> EXCERPTED PASSAGE
== == ==
NYSE’s New Boss Says 221-Year-Old Market Must Act Like Startup

NYSE’s New Boss Says 221-Year-Old Market Must Act Like Startup

IntercontinentalExchange Inc. (ICE) completed its purchase of NYSE Euronext at the close of today’s trading session, and its chief executive officer said the deal will usher in a swift shift to a more aggressive culture at the 221-year-old owner of the New York Stock Exchange. Jeffrey Sprecher, the CEO of Atlanta-based ICE, wants the combined entity to act more like a startup than a venerable institution with roots in the 18th century. His new employees should take more risks, adopting an approach that made ICE one of the world’s biggest exchange operators just 13 years after its founding, he said.“I hope I can convince the NYSE employees to embrace that style of business and accept a certain amount of failure,” Sprecher said in a phone interview today. “Any more-mature company has a hard time with that, but I really think that in today’s era companies need to move quickly.”

Sprecher is buying NYSE Euronext at a time when profits from the company’s traditional business, U.S. equities, have diminished because of regulatory and technological changes during the past decade and a half.

With the acquisition, he gains a financial futures division, NYSE Liffe, that gives him interest-rate futures for the first time. He tried and failed in 2007 to buy the Chicago Board of Trade to get access to the contracts, which allow investors to bet on or hedge moves in rates. The products are the largest contracts by volume at ICE competitor CME Group Inc.
== == ==
[Point labeling dataset excerpts]
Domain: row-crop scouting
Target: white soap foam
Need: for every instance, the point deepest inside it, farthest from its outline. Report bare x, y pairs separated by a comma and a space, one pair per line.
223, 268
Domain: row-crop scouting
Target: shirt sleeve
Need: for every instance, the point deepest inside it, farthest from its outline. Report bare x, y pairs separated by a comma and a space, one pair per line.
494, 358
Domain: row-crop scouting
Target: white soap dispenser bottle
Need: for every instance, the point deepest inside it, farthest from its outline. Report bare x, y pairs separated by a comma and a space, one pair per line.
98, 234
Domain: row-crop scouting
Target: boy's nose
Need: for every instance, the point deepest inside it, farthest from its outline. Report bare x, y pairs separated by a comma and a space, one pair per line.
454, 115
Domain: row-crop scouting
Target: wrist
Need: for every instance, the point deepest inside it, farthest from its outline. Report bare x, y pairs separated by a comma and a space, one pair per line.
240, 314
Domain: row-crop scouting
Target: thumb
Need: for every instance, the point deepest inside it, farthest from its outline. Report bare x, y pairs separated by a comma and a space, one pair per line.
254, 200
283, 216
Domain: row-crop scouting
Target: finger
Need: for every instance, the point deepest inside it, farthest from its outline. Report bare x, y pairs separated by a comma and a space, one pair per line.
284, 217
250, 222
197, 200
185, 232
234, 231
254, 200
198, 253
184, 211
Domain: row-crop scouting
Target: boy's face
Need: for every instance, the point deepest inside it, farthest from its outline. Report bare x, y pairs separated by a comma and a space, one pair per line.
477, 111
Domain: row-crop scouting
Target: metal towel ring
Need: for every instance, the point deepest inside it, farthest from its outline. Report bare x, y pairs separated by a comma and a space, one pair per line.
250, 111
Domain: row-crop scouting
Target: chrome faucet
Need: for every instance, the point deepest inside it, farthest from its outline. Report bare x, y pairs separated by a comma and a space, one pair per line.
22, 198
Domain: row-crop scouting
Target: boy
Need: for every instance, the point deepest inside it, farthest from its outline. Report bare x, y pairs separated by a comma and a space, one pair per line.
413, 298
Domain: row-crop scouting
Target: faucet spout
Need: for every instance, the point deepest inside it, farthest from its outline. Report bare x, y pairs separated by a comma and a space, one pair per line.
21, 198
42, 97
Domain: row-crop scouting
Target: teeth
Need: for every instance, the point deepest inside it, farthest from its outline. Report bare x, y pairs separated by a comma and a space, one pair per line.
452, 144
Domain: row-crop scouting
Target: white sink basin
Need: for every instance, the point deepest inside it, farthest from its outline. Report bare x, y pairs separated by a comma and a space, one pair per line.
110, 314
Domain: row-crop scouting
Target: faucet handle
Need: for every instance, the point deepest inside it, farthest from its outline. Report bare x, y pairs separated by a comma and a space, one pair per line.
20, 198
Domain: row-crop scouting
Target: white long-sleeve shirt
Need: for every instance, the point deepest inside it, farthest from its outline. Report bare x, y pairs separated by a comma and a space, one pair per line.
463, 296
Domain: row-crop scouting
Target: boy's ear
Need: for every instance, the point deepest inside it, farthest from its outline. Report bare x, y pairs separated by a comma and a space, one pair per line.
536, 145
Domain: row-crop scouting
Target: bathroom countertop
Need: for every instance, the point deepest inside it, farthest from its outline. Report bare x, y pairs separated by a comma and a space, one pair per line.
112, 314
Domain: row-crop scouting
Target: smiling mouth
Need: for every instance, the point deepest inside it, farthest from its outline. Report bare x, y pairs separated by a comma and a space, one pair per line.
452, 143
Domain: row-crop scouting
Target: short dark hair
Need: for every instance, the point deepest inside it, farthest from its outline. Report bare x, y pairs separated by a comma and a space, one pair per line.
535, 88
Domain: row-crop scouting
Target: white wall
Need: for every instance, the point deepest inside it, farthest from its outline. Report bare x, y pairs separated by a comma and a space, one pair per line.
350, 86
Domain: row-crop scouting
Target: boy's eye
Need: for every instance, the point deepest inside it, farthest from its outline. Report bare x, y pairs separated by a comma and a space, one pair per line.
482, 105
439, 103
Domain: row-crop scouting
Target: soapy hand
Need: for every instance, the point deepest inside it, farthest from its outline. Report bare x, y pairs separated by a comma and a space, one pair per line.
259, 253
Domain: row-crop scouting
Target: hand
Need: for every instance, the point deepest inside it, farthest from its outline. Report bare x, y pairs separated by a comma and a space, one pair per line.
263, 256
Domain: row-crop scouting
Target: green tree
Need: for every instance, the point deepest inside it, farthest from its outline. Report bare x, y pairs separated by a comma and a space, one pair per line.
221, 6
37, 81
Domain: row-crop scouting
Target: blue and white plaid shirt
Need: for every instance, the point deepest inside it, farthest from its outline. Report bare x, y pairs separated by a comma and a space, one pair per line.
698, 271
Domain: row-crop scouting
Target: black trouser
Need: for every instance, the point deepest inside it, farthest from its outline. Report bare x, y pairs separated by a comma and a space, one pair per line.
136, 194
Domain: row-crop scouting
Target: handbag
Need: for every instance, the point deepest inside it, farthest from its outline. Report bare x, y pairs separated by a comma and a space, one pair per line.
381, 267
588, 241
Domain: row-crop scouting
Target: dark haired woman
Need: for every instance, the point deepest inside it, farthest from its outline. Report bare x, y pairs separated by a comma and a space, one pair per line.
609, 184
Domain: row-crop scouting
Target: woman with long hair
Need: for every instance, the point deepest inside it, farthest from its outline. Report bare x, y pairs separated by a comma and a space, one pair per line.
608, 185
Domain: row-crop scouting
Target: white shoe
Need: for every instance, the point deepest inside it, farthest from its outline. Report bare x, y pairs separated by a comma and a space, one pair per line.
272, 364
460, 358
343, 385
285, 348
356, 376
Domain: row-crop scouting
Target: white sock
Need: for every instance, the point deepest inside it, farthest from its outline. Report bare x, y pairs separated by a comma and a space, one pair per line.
== == ==
> WRITTEN PROBLEM A
Copy the NYSE article starting at "Sprecher is buying" and ending at "CME Group Inc.", replacing "contracts" with "products".
> WRITTEN PROBLEM B
How many lines of the listing contain the word "faucet"? Give only the number.

> FULL ANSWER A
Sprecher is buying NYSE Euronext at a time when profits from the company’s traditional business, U.S. equities, have diminished because of regulatory and technological changes during the past decade and a half.

With the acquisition, he gains a financial futures division, NYSE Liffe, that gives him interest-rate futures for the first time. He tried and failed in 2007 to buy the Chicago Board of Trade to get access to the products, which allow investors to bet on or hedge moves in rates. The products are the largest products by volume at ICE competitor CME Group Inc.

> FULL ANSWER B
3